DATA PROVIDED —
···
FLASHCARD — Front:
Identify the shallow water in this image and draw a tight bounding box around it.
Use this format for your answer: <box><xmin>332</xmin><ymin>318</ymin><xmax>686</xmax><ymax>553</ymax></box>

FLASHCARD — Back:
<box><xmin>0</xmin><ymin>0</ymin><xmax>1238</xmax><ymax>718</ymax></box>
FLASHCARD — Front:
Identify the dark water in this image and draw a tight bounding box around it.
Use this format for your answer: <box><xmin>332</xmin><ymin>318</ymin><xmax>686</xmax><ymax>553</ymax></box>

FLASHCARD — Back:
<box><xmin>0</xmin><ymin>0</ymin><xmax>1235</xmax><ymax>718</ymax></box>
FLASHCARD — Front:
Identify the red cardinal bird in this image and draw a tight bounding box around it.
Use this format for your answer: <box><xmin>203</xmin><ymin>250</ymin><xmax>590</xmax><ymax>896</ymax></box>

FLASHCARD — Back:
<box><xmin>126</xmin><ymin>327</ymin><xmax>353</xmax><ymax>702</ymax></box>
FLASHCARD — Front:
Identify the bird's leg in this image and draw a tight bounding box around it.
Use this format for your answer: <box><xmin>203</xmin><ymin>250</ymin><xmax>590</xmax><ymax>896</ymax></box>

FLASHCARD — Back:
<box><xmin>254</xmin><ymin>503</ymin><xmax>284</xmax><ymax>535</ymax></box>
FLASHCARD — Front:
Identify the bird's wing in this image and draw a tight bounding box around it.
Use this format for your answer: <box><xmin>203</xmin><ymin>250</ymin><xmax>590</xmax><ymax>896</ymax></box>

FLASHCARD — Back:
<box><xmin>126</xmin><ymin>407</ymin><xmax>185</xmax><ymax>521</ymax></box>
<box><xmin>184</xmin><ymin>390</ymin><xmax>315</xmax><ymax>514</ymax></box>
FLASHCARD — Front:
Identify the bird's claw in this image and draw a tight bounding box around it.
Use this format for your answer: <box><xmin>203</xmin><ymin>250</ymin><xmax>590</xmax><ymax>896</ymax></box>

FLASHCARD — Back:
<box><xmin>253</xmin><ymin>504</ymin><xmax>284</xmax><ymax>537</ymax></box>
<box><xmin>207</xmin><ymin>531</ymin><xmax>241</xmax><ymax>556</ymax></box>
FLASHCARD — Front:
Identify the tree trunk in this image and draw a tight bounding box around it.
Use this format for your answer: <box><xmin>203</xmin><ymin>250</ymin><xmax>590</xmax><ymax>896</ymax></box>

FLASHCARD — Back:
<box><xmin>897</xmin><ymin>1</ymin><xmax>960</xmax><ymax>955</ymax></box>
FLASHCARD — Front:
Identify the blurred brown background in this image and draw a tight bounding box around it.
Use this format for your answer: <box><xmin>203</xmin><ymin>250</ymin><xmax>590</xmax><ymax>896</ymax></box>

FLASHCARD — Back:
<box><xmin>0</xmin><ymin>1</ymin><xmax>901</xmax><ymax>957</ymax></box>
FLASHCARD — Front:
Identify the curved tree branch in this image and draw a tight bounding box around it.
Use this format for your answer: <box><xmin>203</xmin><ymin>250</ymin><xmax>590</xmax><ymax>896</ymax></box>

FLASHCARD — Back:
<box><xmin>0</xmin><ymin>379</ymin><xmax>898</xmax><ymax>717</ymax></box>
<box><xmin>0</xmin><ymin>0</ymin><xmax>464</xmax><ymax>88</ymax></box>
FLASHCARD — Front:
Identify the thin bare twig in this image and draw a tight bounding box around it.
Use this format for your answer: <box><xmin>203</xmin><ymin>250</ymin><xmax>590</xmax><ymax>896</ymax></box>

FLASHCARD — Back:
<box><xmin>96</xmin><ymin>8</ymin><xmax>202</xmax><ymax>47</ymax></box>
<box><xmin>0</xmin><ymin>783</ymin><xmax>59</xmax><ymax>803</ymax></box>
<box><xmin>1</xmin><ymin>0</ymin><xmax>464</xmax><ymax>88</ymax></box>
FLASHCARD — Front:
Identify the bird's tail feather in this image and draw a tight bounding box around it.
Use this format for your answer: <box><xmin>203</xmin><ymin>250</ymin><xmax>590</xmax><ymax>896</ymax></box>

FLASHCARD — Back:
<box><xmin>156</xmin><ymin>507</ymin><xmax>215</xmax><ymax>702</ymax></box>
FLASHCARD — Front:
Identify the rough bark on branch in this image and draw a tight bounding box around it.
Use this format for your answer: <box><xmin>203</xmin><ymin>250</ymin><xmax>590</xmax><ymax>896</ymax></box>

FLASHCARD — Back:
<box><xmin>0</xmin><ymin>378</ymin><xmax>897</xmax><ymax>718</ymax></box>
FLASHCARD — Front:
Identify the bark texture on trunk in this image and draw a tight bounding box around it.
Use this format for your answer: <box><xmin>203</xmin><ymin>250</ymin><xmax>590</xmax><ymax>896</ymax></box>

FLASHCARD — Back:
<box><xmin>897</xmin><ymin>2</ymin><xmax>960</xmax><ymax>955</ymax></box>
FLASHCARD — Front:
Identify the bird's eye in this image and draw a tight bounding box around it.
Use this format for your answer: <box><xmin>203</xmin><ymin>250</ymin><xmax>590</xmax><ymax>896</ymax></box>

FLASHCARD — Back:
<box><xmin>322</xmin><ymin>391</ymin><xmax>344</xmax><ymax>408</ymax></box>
···
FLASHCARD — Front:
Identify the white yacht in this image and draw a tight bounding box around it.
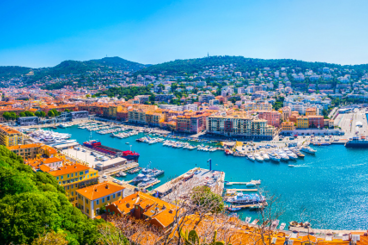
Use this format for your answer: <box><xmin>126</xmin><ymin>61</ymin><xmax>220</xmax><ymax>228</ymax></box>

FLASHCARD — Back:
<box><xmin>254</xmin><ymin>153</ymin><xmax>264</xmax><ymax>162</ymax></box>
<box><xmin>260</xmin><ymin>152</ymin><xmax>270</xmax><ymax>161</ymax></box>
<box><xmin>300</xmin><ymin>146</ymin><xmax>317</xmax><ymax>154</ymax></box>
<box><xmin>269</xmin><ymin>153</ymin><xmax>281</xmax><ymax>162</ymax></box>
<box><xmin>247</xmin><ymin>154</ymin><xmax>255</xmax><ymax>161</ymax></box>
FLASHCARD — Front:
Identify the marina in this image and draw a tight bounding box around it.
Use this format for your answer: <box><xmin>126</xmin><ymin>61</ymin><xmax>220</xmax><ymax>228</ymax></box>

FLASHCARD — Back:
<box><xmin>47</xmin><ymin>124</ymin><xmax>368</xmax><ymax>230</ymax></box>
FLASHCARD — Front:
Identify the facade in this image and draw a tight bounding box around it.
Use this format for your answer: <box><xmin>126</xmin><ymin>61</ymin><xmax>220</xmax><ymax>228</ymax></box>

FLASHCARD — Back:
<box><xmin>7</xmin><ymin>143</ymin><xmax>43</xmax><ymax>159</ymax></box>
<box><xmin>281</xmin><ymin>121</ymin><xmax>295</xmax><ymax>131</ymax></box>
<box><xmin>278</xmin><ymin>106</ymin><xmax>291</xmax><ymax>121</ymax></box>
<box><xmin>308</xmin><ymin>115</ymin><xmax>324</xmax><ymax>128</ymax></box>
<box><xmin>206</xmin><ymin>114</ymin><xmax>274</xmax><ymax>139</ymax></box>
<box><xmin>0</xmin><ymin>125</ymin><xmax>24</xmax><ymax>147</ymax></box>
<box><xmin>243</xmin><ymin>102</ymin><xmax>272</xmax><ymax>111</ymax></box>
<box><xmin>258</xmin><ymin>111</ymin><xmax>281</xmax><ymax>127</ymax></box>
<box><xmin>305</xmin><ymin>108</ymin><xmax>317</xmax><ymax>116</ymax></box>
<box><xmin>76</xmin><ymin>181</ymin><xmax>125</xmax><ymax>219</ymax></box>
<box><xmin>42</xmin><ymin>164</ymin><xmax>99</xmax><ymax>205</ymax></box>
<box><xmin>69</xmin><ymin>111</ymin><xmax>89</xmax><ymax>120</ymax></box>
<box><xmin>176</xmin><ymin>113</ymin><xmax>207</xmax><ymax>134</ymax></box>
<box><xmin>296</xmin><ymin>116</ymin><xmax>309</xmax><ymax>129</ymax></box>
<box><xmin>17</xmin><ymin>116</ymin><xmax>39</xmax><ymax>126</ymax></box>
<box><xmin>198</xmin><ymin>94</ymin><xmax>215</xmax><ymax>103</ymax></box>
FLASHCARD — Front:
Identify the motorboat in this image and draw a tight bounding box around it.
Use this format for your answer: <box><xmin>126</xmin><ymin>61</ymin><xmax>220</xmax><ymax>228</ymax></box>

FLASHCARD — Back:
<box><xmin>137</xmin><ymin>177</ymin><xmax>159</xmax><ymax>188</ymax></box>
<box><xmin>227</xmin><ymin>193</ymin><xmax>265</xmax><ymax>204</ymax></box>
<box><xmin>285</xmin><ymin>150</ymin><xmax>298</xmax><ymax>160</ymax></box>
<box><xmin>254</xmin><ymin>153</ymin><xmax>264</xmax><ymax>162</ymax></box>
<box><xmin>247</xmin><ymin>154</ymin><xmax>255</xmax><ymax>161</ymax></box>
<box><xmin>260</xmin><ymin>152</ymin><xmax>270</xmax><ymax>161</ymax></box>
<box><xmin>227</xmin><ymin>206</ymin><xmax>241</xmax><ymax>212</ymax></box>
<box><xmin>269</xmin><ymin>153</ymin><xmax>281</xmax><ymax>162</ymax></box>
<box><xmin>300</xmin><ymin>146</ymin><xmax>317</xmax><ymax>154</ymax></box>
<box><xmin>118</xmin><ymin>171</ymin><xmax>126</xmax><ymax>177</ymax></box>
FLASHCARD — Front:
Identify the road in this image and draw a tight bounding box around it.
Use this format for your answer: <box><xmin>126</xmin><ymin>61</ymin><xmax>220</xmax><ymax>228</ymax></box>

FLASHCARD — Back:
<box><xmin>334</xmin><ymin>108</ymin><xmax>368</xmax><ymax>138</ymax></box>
···
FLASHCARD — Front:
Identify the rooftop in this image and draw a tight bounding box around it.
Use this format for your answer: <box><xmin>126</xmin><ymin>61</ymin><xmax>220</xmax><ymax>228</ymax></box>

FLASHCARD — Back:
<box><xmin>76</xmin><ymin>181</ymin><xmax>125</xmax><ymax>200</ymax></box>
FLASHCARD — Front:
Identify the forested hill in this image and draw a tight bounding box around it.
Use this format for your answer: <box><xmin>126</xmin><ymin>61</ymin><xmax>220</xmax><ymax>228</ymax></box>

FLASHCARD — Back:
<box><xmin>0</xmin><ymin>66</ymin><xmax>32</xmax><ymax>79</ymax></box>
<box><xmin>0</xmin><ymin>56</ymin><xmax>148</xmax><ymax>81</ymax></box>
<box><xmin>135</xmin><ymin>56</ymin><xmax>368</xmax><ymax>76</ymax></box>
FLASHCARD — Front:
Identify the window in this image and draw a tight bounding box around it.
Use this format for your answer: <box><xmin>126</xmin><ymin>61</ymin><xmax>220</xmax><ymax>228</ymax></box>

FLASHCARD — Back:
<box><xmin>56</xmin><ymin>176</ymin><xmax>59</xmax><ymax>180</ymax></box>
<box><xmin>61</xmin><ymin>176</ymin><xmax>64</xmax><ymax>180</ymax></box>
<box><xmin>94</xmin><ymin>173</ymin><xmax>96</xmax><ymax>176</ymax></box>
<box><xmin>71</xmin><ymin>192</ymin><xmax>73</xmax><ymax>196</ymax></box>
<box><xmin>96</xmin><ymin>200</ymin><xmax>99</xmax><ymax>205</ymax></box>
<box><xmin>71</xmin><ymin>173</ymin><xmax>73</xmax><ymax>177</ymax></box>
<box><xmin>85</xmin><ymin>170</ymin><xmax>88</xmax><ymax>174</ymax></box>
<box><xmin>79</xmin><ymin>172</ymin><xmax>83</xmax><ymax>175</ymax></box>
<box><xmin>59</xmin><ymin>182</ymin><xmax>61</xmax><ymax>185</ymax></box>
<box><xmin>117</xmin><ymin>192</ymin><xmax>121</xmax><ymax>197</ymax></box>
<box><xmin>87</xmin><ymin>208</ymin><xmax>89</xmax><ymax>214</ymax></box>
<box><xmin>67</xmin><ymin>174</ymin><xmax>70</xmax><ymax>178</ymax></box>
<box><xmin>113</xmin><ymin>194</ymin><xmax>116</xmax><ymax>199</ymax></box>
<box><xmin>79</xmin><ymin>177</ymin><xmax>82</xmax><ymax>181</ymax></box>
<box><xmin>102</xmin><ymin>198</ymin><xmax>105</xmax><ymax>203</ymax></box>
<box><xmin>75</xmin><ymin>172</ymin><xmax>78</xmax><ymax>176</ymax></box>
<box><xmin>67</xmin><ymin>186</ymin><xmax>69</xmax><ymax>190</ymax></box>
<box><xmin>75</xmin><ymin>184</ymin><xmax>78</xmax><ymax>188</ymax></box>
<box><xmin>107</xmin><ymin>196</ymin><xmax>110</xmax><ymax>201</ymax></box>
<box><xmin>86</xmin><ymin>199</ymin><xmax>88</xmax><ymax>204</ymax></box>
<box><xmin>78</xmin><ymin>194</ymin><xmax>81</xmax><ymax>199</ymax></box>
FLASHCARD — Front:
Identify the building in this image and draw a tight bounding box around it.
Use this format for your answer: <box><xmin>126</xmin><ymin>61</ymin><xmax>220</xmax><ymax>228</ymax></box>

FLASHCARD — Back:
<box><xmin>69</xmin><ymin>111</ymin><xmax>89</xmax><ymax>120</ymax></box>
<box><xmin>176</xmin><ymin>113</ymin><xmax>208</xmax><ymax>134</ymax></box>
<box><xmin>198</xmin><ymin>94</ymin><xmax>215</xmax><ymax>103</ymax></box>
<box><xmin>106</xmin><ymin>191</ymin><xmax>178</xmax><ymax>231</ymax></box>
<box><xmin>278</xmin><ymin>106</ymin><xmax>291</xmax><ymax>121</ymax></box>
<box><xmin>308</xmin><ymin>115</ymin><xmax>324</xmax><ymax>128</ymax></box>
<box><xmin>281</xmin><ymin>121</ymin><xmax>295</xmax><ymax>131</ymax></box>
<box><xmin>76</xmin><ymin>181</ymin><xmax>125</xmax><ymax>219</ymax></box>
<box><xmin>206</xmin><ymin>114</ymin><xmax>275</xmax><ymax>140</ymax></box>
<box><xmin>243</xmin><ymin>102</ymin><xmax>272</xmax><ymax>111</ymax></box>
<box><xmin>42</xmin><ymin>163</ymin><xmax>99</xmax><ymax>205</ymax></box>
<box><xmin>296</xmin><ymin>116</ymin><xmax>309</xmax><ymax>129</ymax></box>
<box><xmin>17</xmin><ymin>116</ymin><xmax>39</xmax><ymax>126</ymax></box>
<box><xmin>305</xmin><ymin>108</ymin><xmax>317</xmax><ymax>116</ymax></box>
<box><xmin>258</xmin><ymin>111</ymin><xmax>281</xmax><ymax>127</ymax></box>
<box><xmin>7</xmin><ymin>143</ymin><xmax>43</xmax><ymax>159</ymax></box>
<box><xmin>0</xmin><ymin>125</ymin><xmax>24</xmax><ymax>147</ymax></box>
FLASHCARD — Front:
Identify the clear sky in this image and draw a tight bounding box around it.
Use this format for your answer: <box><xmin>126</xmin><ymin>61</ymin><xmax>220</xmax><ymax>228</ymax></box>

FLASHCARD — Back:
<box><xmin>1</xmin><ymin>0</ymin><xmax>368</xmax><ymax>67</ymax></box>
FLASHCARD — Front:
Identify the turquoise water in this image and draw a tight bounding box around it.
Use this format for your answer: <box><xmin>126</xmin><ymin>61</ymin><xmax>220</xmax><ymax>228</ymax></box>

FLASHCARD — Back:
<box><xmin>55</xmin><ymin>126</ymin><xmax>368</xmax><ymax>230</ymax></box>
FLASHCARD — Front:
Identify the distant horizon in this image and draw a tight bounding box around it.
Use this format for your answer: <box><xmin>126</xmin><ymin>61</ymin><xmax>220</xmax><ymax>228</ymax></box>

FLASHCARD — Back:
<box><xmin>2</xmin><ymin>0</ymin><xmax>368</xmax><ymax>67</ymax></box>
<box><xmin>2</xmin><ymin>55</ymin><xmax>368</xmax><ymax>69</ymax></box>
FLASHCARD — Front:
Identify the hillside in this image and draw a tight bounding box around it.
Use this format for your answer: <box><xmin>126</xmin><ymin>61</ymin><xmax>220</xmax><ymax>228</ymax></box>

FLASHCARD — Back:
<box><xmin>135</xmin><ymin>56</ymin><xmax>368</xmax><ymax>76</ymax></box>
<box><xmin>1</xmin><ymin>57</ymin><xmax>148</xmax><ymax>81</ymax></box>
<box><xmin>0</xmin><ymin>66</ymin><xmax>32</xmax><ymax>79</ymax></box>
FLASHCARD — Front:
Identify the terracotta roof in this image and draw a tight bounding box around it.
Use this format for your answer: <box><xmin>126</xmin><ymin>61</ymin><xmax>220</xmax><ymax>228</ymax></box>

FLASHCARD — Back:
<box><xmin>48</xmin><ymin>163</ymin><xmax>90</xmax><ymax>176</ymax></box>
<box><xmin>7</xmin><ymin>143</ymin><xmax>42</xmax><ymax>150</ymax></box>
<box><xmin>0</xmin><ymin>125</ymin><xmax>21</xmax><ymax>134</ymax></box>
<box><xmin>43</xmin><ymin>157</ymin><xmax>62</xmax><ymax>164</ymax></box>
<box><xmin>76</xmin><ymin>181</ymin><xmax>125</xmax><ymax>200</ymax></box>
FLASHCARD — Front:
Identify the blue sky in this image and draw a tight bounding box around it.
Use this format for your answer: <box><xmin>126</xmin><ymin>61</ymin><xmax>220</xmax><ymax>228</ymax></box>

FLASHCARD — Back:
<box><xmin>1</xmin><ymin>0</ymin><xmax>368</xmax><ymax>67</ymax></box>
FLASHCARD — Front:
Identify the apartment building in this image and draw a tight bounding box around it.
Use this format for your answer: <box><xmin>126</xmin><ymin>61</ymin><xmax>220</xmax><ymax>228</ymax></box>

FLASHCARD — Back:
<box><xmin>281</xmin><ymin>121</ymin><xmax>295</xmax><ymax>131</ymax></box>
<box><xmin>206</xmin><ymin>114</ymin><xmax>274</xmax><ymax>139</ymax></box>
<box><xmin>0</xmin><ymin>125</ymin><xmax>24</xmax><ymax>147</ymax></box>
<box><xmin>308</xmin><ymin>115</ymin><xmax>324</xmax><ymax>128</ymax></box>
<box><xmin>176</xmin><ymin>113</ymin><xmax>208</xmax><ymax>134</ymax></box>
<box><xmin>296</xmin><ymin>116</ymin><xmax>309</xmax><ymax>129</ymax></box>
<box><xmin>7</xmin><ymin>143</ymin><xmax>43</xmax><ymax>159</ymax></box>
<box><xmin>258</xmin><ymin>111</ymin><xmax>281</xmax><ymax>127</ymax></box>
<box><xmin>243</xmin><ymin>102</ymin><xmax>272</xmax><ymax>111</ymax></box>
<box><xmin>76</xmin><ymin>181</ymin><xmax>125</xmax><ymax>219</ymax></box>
···
ABOUT THIS TASK —
Read the listing. Copy each line that has the word "building" in it.

COMPLETED EXERCISE —
Identify the building in this image and draw a tight bounding box around it.
Identify the apartment building in this image and draw a tight bounding box around it.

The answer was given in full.